- [Exercise aim] Tally the lines in the rows below that contain the string "earring", treating uppercase and lowercase as different, and reply with only the number.

- [Given data]
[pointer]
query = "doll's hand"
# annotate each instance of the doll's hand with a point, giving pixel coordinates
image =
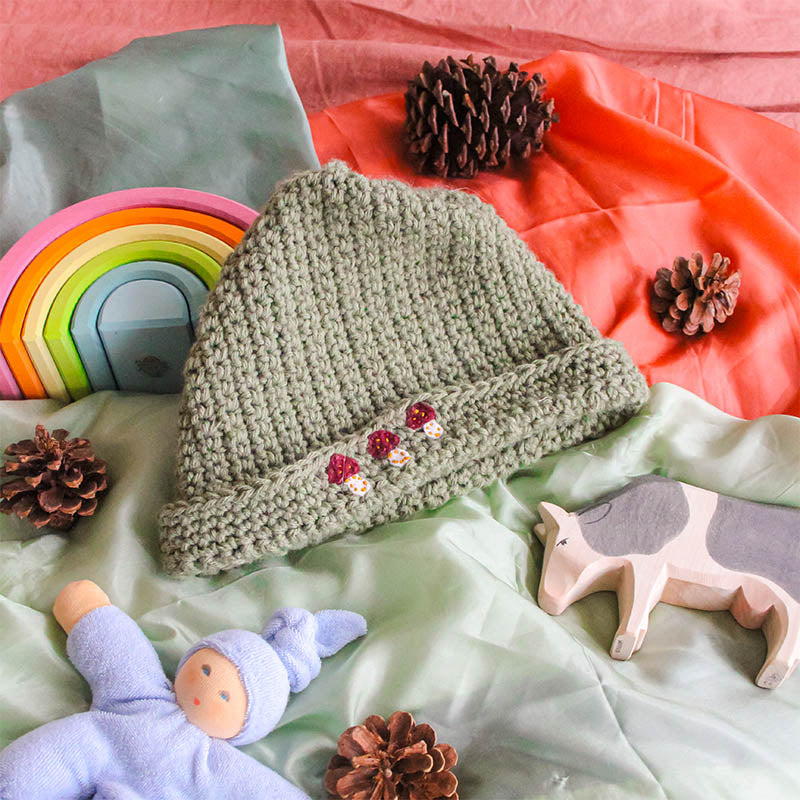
(76, 600)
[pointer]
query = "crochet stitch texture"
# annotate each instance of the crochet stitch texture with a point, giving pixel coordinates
(349, 300)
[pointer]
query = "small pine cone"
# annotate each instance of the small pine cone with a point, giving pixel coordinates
(693, 296)
(397, 760)
(462, 117)
(56, 480)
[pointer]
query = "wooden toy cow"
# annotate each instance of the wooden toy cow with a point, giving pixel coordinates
(660, 540)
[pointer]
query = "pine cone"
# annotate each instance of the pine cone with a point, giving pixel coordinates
(394, 761)
(692, 295)
(55, 481)
(462, 116)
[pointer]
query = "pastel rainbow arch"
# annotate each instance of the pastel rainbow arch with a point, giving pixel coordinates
(44, 275)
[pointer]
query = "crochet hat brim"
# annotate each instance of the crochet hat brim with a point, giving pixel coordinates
(537, 408)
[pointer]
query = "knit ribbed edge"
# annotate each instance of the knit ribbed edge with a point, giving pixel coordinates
(492, 428)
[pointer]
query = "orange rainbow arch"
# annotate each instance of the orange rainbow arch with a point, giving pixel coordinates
(203, 226)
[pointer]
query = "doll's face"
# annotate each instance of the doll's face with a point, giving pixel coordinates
(210, 692)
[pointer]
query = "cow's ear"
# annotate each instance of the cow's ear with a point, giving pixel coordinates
(552, 518)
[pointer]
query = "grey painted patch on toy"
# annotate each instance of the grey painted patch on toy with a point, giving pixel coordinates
(639, 518)
(757, 538)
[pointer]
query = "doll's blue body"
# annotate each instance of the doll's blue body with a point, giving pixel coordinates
(135, 742)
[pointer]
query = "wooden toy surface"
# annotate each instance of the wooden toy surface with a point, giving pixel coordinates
(84, 324)
(19, 256)
(20, 297)
(73, 263)
(685, 546)
(147, 333)
(53, 348)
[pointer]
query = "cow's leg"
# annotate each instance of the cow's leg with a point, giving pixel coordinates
(637, 593)
(782, 631)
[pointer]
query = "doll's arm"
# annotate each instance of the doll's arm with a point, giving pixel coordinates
(108, 648)
(60, 759)
(237, 775)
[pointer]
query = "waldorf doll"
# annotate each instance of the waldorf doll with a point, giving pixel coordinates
(145, 739)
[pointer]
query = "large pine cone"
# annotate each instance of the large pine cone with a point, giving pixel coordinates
(462, 116)
(56, 480)
(394, 761)
(694, 296)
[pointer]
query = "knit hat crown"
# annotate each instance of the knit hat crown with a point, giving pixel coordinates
(285, 657)
(370, 350)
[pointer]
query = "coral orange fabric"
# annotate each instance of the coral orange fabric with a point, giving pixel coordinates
(635, 173)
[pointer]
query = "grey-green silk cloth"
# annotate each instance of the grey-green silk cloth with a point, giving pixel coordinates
(214, 110)
(534, 704)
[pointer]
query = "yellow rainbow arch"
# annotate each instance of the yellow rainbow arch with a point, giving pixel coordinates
(44, 275)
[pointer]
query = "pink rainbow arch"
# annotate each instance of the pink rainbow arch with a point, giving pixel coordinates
(16, 260)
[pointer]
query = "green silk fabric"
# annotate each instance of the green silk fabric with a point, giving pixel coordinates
(534, 704)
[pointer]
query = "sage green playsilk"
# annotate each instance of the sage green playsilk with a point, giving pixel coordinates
(534, 705)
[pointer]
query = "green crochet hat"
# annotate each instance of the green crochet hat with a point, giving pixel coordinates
(371, 350)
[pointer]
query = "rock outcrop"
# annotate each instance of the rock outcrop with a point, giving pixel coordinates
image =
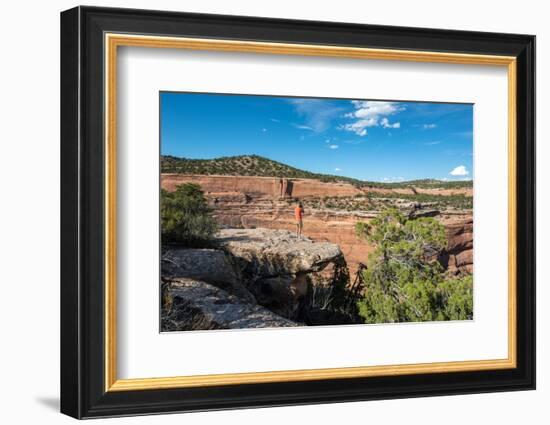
(208, 265)
(268, 253)
(459, 256)
(262, 202)
(275, 264)
(191, 304)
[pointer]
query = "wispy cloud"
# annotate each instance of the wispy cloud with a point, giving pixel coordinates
(317, 113)
(303, 127)
(393, 179)
(371, 114)
(384, 122)
(459, 171)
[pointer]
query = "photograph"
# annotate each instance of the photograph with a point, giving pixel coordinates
(307, 211)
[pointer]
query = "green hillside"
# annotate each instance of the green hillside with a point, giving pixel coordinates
(254, 165)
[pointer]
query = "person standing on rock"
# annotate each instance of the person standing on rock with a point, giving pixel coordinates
(299, 214)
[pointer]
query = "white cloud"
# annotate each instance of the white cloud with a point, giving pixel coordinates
(318, 114)
(393, 179)
(303, 127)
(386, 124)
(371, 114)
(459, 171)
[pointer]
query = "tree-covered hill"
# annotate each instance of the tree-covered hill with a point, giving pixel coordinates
(254, 165)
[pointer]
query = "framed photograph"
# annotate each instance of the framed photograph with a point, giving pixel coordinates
(261, 212)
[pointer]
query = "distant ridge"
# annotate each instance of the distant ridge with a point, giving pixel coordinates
(255, 165)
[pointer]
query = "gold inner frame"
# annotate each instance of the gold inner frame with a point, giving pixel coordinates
(113, 41)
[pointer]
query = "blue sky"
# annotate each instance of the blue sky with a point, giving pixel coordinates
(367, 140)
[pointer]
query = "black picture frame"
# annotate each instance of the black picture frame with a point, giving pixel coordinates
(83, 392)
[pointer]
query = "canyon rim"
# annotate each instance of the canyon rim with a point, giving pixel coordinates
(283, 212)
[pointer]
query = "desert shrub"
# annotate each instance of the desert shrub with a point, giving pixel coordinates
(404, 282)
(186, 217)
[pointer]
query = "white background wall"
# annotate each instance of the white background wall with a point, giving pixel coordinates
(29, 212)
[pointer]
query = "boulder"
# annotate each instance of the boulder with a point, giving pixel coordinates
(263, 253)
(209, 265)
(275, 264)
(191, 304)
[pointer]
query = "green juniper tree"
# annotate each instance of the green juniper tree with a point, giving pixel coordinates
(186, 217)
(404, 281)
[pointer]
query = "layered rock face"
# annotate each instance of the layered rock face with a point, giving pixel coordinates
(255, 278)
(459, 256)
(264, 202)
(281, 187)
(197, 305)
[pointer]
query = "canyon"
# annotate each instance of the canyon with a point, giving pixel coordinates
(331, 210)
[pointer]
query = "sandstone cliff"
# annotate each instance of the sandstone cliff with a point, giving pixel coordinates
(259, 278)
(266, 202)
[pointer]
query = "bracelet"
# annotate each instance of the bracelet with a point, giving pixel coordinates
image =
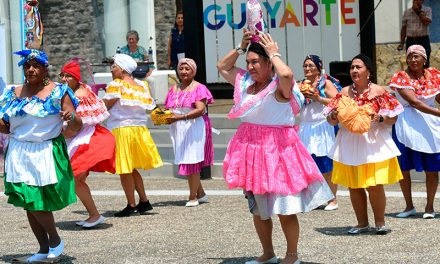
(274, 55)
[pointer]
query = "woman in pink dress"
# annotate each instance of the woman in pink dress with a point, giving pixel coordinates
(93, 148)
(266, 157)
(190, 128)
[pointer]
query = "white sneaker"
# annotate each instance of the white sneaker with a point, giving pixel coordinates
(192, 203)
(407, 213)
(203, 199)
(36, 257)
(271, 260)
(56, 251)
(100, 220)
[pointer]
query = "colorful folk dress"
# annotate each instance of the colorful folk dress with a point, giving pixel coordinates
(93, 148)
(135, 149)
(38, 175)
(369, 159)
(314, 131)
(192, 138)
(417, 134)
(266, 158)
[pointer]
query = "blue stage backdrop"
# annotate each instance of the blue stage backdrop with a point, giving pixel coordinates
(434, 28)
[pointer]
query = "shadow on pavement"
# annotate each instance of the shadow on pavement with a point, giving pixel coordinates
(339, 231)
(71, 226)
(13, 258)
(244, 259)
(170, 203)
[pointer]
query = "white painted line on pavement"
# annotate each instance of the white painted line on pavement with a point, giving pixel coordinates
(231, 193)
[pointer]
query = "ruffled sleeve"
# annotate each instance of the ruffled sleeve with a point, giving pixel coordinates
(91, 108)
(389, 105)
(202, 92)
(168, 100)
(130, 95)
(5, 102)
(400, 80)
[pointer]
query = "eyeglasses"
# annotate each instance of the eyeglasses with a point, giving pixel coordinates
(65, 75)
(310, 66)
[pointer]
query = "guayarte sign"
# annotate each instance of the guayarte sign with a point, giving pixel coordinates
(327, 28)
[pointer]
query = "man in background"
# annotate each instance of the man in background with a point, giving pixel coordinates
(415, 27)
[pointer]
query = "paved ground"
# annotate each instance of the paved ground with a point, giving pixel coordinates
(218, 232)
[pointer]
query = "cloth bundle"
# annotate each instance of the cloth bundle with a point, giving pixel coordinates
(355, 118)
(254, 18)
(306, 86)
(159, 116)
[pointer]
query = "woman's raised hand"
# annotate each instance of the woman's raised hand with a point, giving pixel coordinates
(270, 46)
(246, 39)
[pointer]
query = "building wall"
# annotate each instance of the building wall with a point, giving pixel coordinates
(78, 31)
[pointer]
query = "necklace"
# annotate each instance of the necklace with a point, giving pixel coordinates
(178, 102)
(254, 87)
(364, 95)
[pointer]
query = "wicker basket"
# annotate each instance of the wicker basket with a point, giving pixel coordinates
(159, 116)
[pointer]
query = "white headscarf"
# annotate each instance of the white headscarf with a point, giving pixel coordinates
(126, 62)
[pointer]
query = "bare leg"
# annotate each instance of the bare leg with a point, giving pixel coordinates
(358, 199)
(264, 231)
(47, 223)
(378, 203)
(195, 187)
(39, 232)
(333, 187)
(139, 185)
(405, 186)
(127, 182)
(431, 189)
(84, 194)
(290, 226)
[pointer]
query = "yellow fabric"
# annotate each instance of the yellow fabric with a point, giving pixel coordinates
(135, 149)
(123, 90)
(366, 175)
(354, 118)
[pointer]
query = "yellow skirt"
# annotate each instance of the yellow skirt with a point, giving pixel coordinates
(135, 149)
(366, 175)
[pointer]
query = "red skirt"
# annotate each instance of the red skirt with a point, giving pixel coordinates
(98, 155)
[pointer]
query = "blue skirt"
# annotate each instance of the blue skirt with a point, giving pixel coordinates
(415, 160)
(325, 164)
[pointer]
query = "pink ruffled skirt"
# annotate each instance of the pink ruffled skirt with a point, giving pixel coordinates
(269, 159)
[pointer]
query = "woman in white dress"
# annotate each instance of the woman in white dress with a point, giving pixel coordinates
(190, 128)
(315, 132)
(365, 162)
(38, 175)
(417, 131)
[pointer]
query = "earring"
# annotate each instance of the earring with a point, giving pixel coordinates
(46, 81)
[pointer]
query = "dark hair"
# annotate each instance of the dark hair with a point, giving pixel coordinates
(132, 32)
(256, 47)
(180, 12)
(366, 60)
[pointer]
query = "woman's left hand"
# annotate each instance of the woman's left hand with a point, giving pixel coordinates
(270, 46)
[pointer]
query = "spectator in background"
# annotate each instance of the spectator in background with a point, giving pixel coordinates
(176, 42)
(138, 53)
(415, 27)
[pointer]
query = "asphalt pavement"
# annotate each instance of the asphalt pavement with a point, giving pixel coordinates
(220, 231)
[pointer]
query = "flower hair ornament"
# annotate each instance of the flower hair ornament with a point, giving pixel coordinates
(32, 54)
(254, 18)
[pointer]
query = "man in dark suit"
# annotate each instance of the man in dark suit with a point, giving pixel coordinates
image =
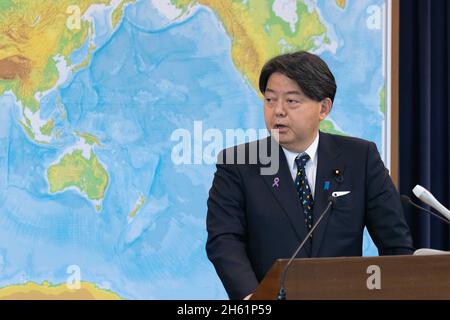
(254, 218)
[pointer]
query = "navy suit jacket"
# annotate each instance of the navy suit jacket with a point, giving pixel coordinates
(251, 222)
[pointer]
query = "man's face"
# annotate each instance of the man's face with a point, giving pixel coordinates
(290, 112)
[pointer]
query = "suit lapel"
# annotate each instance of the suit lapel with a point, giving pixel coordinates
(328, 160)
(286, 195)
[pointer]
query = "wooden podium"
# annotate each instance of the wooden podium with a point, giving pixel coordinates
(398, 277)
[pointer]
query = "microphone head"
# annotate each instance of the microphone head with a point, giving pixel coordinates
(418, 190)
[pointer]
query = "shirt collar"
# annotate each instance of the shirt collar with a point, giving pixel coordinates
(311, 151)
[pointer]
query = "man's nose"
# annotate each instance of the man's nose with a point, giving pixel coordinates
(280, 111)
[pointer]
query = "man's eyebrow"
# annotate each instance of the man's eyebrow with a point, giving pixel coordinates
(288, 92)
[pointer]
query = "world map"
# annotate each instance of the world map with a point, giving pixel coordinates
(92, 205)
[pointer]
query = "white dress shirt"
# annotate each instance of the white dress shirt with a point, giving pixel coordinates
(311, 165)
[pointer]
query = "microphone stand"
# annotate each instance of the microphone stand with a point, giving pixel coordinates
(282, 291)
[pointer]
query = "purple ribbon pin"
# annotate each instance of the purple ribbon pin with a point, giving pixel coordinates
(275, 182)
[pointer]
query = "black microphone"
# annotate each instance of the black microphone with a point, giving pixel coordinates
(407, 201)
(282, 291)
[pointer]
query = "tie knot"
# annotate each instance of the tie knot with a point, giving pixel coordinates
(302, 160)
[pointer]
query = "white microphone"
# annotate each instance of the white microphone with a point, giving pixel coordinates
(426, 196)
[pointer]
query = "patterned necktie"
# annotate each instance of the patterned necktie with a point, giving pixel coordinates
(303, 189)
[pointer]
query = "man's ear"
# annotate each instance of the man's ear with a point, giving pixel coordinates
(325, 108)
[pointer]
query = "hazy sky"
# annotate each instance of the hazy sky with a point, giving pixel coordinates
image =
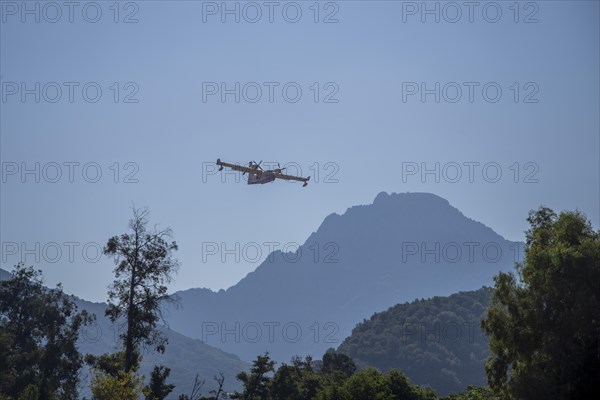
(366, 121)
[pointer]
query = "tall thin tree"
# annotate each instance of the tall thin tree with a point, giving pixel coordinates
(144, 266)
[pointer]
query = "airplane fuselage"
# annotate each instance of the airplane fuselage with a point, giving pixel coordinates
(266, 177)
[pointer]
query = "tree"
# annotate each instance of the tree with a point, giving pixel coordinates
(334, 361)
(39, 328)
(195, 394)
(257, 382)
(123, 386)
(544, 324)
(220, 379)
(159, 389)
(144, 265)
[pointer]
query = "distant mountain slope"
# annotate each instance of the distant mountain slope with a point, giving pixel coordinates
(401, 247)
(185, 356)
(436, 342)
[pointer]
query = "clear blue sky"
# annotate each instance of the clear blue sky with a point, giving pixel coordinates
(374, 51)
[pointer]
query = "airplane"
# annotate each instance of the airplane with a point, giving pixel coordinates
(257, 175)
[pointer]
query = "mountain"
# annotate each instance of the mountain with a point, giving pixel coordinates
(185, 356)
(401, 247)
(436, 342)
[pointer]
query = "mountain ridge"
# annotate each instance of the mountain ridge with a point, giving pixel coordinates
(353, 265)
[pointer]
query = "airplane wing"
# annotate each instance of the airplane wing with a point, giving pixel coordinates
(240, 168)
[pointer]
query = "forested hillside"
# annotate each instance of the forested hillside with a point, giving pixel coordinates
(436, 342)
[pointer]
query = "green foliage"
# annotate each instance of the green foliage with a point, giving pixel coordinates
(158, 388)
(123, 386)
(474, 393)
(544, 324)
(144, 267)
(39, 328)
(340, 362)
(338, 381)
(257, 382)
(436, 342)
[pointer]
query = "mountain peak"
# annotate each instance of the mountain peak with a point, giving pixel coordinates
(384, 198)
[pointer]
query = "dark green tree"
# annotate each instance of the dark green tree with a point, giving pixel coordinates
(334, 361)
(144, 266)
(158, 388)
(257, 383)
(39, 328)
(544, 323)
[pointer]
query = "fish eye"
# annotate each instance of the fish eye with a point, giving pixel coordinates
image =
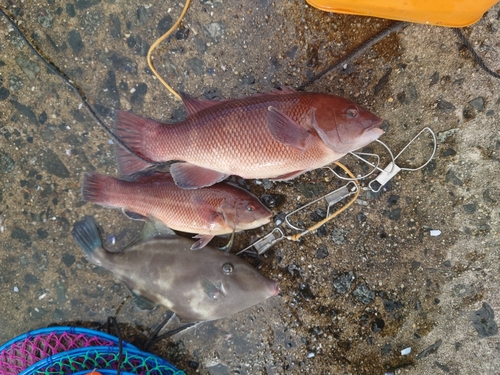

- [Result below] 2